**SHORT PROBLEM**
Identify every line of the material below that contains the word "building" and copy each one out in full.

**ENTRIES SHOWN**

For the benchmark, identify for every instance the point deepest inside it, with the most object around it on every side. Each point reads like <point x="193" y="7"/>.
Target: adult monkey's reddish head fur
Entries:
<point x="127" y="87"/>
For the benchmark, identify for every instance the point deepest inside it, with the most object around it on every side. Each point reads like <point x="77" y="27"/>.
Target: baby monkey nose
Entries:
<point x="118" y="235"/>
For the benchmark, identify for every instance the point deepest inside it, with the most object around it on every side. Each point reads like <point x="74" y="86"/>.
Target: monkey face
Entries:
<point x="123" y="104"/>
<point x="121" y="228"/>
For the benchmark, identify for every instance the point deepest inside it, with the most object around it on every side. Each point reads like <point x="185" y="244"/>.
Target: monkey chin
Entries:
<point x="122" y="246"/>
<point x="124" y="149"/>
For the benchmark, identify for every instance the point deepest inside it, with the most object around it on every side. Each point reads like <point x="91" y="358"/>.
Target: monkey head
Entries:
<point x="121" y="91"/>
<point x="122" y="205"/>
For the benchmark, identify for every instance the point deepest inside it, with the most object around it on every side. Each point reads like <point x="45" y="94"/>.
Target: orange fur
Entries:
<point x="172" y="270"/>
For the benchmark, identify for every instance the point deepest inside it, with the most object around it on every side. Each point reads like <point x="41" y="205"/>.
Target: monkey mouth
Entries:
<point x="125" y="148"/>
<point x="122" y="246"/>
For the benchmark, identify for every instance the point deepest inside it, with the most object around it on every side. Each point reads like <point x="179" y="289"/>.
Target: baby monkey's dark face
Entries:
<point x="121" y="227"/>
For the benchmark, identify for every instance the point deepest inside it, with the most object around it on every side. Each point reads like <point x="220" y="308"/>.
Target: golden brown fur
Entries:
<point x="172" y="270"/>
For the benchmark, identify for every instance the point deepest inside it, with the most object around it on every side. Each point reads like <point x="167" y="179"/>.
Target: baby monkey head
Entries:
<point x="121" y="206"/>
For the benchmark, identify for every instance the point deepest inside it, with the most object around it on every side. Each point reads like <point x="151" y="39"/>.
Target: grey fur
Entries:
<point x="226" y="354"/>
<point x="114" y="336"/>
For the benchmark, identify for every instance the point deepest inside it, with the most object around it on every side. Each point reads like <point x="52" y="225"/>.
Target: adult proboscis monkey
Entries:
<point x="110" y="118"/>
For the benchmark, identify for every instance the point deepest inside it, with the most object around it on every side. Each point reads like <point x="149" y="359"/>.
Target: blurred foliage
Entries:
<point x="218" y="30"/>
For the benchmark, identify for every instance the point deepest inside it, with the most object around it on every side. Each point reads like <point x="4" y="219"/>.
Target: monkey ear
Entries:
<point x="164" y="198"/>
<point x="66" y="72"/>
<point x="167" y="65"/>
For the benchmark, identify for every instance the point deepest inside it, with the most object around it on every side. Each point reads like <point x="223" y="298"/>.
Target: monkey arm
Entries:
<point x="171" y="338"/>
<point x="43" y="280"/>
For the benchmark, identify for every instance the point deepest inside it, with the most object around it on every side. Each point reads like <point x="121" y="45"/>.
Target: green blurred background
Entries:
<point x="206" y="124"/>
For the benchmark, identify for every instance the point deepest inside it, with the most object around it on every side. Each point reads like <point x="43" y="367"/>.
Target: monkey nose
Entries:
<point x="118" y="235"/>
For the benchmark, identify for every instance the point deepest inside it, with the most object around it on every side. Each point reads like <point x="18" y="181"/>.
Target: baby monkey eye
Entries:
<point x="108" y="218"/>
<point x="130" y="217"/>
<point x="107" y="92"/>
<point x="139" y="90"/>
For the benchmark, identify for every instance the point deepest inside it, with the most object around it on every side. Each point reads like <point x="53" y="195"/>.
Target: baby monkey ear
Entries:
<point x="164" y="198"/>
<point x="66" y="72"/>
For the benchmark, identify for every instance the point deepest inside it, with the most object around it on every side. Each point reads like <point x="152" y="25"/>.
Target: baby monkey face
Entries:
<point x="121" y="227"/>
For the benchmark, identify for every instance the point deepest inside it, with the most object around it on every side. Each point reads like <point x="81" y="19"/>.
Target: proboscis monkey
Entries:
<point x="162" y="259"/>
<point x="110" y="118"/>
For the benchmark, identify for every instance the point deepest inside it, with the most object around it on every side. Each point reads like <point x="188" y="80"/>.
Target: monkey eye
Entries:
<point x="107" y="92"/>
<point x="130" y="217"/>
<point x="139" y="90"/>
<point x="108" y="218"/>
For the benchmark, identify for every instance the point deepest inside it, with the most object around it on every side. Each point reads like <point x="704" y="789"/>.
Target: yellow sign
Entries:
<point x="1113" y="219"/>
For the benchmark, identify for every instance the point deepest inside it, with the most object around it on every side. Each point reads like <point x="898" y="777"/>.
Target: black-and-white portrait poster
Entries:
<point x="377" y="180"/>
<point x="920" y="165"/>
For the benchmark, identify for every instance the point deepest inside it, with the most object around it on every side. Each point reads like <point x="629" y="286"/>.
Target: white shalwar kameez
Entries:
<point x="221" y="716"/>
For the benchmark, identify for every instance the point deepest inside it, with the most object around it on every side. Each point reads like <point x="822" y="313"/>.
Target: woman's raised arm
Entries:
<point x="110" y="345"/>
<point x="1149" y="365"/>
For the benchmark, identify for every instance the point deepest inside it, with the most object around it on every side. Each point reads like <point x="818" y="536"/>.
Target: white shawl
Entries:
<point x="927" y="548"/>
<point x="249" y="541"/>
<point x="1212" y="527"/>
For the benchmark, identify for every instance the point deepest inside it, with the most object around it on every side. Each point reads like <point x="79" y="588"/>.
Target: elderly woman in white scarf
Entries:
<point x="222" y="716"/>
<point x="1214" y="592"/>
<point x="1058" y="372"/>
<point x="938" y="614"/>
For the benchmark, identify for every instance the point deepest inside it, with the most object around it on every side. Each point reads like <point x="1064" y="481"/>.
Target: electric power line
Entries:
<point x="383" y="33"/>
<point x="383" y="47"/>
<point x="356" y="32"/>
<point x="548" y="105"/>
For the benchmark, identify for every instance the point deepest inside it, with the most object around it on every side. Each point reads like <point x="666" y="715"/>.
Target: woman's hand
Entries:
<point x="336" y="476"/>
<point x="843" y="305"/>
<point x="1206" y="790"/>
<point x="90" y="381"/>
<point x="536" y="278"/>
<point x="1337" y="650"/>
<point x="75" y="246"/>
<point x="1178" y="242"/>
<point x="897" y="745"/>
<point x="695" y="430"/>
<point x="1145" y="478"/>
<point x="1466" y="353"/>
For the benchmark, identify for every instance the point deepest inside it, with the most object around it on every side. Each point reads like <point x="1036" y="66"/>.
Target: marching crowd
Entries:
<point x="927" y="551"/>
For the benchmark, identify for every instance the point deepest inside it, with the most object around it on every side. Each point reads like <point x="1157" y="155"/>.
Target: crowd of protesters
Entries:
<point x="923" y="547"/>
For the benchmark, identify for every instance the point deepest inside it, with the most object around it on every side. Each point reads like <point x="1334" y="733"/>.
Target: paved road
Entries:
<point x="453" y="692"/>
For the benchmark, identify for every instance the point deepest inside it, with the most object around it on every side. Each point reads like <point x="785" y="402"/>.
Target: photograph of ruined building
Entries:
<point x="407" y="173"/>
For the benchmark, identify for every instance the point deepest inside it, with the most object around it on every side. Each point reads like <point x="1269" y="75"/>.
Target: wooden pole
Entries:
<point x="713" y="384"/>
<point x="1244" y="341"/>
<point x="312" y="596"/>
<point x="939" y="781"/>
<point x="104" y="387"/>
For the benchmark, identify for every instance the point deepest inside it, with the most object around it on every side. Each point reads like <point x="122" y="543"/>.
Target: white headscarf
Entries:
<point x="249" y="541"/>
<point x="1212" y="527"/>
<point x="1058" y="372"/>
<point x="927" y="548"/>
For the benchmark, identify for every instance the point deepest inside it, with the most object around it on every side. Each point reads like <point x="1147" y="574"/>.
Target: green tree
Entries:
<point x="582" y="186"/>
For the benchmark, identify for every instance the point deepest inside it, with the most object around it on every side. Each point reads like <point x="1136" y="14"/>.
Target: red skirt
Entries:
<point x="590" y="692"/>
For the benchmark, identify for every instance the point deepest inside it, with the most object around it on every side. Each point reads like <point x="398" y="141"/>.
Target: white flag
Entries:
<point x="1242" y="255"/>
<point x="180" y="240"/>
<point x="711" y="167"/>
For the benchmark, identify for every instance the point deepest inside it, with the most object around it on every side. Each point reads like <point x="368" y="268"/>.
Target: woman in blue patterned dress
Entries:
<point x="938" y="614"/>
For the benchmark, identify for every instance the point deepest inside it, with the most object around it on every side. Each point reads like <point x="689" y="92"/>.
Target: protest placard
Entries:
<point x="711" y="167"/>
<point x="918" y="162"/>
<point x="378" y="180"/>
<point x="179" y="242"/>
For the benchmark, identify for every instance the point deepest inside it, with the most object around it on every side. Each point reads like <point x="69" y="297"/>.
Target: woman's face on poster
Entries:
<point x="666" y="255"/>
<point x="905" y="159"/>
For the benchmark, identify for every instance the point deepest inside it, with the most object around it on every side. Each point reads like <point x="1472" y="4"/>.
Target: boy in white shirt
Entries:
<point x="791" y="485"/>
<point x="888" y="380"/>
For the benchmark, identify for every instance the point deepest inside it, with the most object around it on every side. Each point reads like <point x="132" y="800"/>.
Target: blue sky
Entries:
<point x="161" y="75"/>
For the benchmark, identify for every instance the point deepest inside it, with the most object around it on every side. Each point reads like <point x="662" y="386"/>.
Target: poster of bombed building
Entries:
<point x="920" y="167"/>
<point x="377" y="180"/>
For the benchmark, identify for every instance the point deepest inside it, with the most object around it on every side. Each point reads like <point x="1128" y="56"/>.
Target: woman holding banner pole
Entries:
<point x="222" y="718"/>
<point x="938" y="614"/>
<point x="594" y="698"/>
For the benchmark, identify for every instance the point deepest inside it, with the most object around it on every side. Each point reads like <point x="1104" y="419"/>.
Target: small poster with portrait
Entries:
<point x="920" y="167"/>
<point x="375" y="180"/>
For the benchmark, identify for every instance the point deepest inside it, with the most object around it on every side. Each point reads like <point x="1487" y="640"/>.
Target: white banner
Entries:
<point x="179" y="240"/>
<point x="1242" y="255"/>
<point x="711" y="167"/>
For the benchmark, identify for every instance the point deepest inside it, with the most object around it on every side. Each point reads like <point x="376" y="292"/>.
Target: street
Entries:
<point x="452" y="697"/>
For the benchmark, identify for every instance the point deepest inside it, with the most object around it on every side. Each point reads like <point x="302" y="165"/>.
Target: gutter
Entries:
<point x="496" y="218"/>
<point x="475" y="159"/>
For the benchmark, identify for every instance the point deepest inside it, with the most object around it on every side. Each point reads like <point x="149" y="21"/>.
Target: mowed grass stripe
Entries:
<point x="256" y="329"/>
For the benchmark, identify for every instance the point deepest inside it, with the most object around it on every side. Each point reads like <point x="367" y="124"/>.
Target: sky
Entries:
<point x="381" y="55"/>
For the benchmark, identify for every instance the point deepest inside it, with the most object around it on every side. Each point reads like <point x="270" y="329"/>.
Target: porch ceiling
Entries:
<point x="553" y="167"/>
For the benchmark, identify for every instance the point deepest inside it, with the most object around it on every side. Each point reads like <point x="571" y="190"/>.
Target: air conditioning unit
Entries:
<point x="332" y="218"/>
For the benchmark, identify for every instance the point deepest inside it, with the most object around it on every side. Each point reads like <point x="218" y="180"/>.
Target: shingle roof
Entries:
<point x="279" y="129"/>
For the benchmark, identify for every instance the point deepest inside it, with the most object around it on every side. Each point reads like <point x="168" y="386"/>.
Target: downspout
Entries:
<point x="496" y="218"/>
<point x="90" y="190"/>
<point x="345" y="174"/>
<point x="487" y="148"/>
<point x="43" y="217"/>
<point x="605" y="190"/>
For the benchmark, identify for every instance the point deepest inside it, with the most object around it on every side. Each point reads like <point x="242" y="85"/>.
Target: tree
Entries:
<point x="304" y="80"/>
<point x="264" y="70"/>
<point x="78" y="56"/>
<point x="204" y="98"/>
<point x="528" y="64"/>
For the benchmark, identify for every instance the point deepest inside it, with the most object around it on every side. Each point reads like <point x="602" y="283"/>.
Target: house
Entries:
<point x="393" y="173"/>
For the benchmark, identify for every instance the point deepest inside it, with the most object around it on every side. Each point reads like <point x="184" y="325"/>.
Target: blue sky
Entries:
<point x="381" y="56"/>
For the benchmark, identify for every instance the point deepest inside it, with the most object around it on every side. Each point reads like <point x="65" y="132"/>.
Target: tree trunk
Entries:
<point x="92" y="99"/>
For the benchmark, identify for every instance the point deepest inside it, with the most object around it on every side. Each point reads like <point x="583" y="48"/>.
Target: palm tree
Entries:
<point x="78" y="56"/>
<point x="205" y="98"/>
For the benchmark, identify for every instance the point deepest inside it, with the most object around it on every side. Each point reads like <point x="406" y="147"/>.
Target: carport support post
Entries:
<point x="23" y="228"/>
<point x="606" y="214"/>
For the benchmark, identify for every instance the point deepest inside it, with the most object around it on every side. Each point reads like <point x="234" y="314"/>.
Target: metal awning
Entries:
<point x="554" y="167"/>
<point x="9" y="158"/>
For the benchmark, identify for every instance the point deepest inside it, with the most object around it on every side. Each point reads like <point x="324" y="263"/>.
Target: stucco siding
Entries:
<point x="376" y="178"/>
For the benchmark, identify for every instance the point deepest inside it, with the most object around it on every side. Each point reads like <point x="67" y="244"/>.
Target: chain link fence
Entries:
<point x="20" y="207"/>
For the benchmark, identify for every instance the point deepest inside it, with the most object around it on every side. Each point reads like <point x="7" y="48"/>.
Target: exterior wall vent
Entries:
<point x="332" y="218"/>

**EXERCISE OUTPUT**
Target: photograph of ruined building
Target: poster of bombed building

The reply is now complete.